Aim
Edit the rows from the line with "Expected behaviour: mark a point on the wood grain" to the line with "472], [225, 457]]" by replacing "black metal handle" with "brass knob", and leave everything else unchanged.
BEGIN Items
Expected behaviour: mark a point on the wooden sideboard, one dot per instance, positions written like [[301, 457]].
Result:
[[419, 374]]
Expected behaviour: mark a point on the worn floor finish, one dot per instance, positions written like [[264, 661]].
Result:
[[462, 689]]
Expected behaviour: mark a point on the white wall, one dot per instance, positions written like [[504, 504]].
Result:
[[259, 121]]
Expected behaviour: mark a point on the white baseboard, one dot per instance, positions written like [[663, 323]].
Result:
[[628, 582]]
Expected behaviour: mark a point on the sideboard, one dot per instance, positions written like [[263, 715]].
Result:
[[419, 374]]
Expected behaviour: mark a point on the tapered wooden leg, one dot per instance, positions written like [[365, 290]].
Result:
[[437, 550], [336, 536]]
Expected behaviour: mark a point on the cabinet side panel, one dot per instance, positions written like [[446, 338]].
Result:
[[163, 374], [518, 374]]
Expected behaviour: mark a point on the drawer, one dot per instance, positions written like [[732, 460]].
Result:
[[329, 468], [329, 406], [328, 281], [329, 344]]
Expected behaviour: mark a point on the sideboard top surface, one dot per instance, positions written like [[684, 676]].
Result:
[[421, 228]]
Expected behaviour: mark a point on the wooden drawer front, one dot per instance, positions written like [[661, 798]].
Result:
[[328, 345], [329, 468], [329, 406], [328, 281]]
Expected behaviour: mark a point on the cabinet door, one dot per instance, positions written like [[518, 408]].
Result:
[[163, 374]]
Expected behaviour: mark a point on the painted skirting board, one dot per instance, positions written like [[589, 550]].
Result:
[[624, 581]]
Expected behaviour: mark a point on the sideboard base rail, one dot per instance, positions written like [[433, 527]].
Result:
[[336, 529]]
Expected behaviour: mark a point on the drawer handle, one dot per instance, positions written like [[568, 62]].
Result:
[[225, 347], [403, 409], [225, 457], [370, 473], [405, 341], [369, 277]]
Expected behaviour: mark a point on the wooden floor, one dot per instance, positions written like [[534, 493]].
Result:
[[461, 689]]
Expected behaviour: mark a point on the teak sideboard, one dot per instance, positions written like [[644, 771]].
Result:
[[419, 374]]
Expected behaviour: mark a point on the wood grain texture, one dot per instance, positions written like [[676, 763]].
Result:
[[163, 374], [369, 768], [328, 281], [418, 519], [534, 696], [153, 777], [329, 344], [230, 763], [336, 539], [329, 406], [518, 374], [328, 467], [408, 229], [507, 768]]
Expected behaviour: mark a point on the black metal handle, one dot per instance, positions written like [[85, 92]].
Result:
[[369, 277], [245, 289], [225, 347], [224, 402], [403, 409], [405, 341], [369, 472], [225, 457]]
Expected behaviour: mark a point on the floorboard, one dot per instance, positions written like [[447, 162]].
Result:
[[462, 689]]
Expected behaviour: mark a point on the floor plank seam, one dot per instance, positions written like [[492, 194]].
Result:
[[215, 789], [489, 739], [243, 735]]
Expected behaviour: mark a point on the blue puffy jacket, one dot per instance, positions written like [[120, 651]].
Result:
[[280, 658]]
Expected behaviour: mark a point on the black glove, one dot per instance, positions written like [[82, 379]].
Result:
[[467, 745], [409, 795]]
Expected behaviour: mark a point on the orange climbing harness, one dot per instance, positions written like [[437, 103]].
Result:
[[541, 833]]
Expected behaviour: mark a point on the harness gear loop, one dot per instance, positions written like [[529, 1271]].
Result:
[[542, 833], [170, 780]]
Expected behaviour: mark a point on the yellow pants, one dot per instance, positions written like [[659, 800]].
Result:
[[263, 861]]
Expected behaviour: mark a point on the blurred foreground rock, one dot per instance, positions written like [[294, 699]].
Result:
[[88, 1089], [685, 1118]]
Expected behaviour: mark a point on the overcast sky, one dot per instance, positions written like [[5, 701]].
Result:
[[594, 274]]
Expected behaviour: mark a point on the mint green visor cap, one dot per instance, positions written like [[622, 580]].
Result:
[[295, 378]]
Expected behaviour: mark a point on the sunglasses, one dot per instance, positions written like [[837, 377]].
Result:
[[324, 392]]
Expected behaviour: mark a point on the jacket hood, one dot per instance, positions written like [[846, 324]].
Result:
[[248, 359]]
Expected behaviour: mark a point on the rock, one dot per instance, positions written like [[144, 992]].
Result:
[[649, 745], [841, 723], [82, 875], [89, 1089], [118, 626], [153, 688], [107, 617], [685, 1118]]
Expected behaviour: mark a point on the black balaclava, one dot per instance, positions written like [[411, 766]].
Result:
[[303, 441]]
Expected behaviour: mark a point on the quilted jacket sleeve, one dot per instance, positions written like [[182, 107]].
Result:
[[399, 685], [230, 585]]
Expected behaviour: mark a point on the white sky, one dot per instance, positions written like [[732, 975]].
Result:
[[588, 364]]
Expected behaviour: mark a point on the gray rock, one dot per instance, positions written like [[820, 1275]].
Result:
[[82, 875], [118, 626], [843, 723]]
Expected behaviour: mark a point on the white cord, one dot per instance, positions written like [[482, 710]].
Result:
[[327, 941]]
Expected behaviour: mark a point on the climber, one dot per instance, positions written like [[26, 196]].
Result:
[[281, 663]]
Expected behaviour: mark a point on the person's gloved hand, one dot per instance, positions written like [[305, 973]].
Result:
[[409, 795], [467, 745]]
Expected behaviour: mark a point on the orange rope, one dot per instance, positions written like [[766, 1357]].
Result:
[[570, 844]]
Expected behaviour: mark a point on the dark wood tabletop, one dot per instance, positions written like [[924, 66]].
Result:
END Items
Full answer
Expected behaviour: mark a point on the wood grain texture, one dot per instance, positions written like [[676, 763]].
Result:
[[163, 374], [369, 768], [328, 281], [418, 519], [534, 696], [153, 777], [329, 344], [230, 763], [336, 539], [329, 406], [518, 374], [328, 467], [408, 229], [507, 768]]
Expected behaviour: mark a point on the brass knob, one dot per instance, positions written like [[85, 92]].
Result:
[[369, 277], [245, 289], [225, 347], [224, 402], [403, 409], [405, 341], [369, 472], [225, 457]]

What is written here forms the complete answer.